**Exercise goal:** Reproduce every one of the rows below word for word, leaving out the pictures.

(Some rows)
(begin)
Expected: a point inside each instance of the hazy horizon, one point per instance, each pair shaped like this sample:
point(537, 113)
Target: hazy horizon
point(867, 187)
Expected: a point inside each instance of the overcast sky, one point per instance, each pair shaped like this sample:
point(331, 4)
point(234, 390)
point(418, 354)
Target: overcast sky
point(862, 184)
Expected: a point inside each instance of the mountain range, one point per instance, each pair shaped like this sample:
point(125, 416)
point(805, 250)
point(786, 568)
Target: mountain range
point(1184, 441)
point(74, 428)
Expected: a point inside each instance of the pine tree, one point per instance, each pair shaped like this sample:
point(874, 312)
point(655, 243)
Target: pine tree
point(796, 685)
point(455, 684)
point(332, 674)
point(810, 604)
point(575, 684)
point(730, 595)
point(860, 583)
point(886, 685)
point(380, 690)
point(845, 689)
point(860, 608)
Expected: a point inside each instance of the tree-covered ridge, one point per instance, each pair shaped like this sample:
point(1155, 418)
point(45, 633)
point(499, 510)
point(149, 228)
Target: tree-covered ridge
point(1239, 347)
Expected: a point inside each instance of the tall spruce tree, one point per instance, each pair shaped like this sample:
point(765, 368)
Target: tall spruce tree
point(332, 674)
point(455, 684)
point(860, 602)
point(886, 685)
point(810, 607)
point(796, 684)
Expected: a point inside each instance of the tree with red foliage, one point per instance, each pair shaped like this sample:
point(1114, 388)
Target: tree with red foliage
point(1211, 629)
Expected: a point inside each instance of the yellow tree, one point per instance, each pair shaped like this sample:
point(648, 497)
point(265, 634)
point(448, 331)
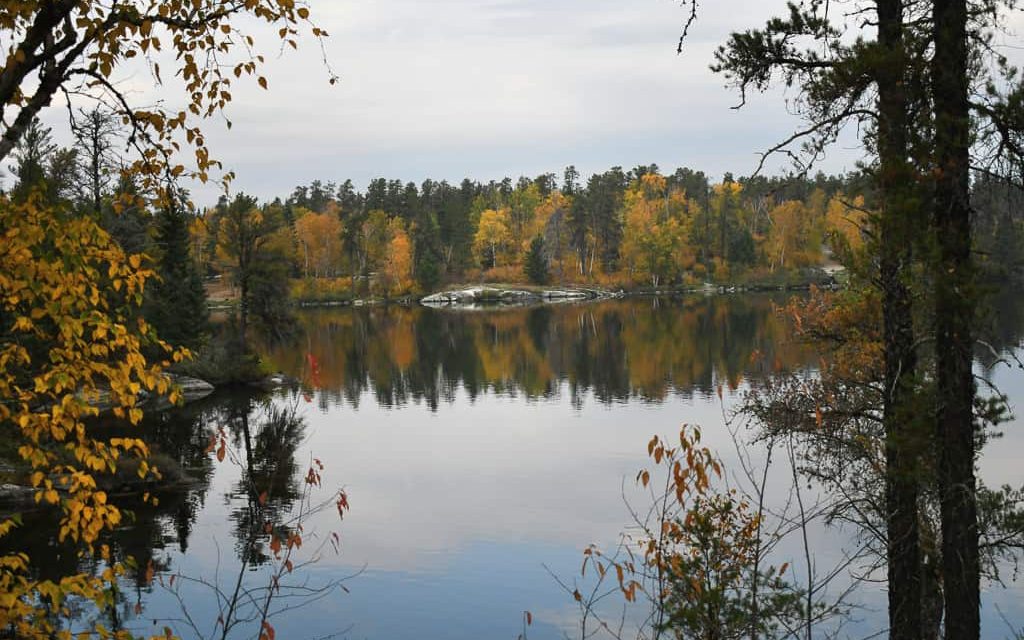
(end)
**Written response:**
Expected: a point inside each instance of the hazy horizon, one point per instance, each pair shaped like this sample:
point(537, 113)
Target: hazy horizon
point(867, 187)
Expected: a point inside each instance of the overcast sky, one point per instance, each pair shaped like this sample:
point(331, 4)
point(234, 390)
point(418, 354)
Target: overcast sky
point(862, 184)
Expected: a point inside each instance of the mountain range, one point per instance, each pair shaped like this sample:
point(125, 416)
point(805, 250)
point(786, 568)
Target: mountain range
point(1184, 441)
point(74, 428)
Expected: a point inside each instance of the pine tree, one point per instance, each pair shaped like this sample:
point(874, 312)
point(655, 243)
Target: pine tree
point(796, 685)
point(455, 684)
point(332, 674)
point(810, 604)
point(575, 684)
point(730, 595)
point(860, 583)
point(886, 685)
point(380, 690)
point(845, 689)
point(860, 608)
Expected: a point inside each instance of the tree-covered ridge, one point per instance, each pair shaped like this sample:
point(1155, 418)
point(45, 633)
point(499, 510)
point(149, 228)
Target: tree-covered ridge
point(1239, 347)
Expected: a point inside each instance of the tall spruce tree, one point per instance, each pair shaped like this sample:
point(765, 368)
Target: tall spruce tree
point(332, 674)
point(455, 684)
point(860, 602)
point(886, 685)
point(810, 607)
point(796, 684)
Expected: a point inside each instance of the tree with red foliage, one point per instance, each pair shaped like this sample:
point(1114, 388)
Target: tree with red foliage
point(1211, 629)
Expected: a point inside each instance of the yellow tree, one point per instance, each pair shaped like this sample:
point(648, 497)
point(265, 634)
point(448, 331)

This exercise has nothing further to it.